+++ AVAILABLE DATA
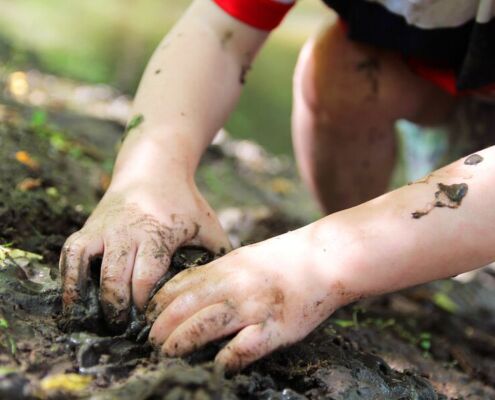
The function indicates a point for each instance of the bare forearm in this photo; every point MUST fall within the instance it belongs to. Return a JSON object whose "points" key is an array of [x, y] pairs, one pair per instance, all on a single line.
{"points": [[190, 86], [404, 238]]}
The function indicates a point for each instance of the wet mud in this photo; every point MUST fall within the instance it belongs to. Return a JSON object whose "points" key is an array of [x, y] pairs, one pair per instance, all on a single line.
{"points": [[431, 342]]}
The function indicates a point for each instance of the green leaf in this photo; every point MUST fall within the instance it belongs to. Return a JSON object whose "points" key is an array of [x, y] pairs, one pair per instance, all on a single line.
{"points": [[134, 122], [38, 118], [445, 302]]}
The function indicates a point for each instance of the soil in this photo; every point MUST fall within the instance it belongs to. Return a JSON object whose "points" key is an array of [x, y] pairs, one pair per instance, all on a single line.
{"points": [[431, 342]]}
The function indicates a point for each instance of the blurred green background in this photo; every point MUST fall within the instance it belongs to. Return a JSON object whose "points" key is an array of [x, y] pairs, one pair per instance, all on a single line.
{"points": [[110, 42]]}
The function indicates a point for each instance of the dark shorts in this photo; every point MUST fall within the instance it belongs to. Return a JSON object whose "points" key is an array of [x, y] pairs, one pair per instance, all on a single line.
++++++
+++ AVAILABLE DATA
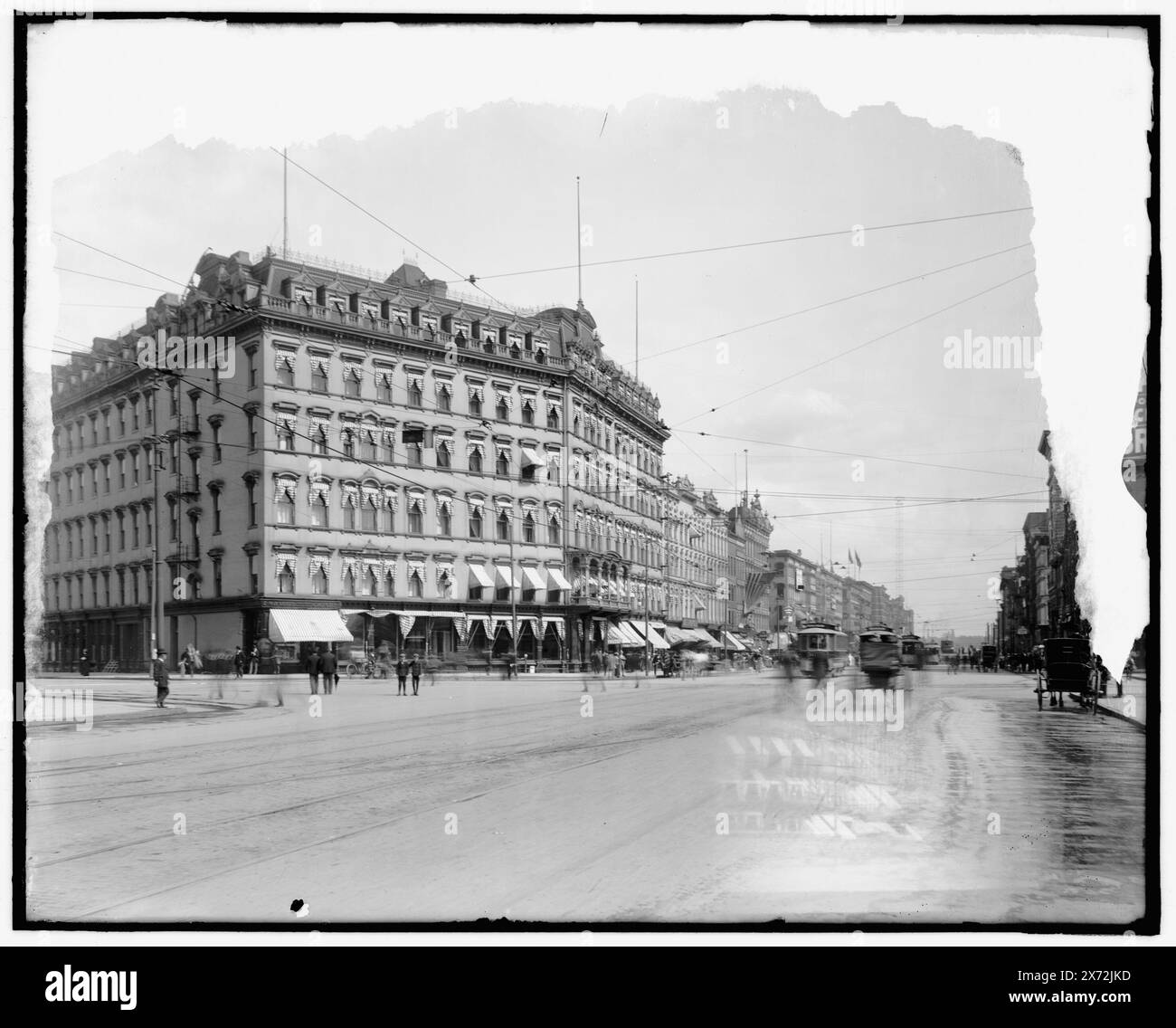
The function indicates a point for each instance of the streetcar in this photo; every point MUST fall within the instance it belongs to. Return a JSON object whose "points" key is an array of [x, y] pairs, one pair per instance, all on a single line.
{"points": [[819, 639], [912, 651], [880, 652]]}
++++++
TASK STATEMENT:
Above are the lines; repeat exactly the ones from the line containing "The function indicates a point for each instance of the blurred" down to the line containing "The function indicates a point for each instance of the dark", both inclusive.

COMPLETED EXERCISE:
The function indicates a point for each instance of the blurred green background in this photo; every point MUST fall within the instance it belongs to. Return a JSON object whose "points" key is an array of [x, y] pairs, one pair per instance, all on a single line.
{"points": [[110, 42]]}
The function indicates a point for each instance of the dark shorts in this photo; every point MUST fall within the instance it belongs to. Return a JSON object whose "points" key is an array of [x, y] pairs, one pair per instance, all on a single line.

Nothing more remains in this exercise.